**TEXTO PARA LEER**
Lluvias torrenciales, desborde de ríos y vientos huracanados acaban de provocar, en la región valenciana de España, inundaciones que convirtieron casas en escombros, revolearon y apilaron autos, dejaron familias absolutamente sin nada y más de dos centenares de cadáveres.

Pese a la fuerte polarización que existe en España —a punto de que la oposición pide la renuncia de Pedro Sánchez— el gobierno nacional (socialista) y el regional (conservador) se unieron desde el primer momento para afrontar la catástrofe, que afectó a 79 municipios. En la región actúan 17.000 militares, guardias civiles y policías nacionales, con camiones, excavadoras y maquinaria pesada, y el gobierno nacional ha destinado 10.600 millones de euros a ayudas sociales.

**DATOS PARA REVISAR**
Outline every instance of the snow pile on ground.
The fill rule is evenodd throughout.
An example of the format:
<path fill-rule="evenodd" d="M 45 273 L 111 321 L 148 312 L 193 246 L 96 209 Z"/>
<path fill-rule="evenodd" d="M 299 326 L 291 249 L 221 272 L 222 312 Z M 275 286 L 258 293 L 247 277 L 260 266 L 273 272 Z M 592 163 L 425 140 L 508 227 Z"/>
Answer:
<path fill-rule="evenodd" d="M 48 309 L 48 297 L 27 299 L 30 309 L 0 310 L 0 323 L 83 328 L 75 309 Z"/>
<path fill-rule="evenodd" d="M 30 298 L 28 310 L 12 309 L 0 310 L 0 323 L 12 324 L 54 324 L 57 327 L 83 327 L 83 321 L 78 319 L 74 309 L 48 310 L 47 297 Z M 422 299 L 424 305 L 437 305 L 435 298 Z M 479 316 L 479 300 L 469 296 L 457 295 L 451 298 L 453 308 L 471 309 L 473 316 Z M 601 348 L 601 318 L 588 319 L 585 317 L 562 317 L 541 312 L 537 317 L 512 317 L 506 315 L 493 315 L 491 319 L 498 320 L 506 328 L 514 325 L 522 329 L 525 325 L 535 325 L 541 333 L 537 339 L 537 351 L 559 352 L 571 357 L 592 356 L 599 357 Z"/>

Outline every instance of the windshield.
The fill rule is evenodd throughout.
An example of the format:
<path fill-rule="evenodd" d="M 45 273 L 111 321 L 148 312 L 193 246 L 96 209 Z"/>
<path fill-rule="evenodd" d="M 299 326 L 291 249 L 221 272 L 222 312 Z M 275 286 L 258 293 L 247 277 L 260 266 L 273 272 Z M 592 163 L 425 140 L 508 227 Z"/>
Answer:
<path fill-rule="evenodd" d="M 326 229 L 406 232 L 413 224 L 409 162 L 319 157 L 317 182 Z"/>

**LO QUE SE PIDE**
Según el texto sobre las inundaciones en la región valenciana, ¿a cuántos municipios afectó la catástrofe?

**ESPACIO DE RESPUESTA**
A 79 municipios.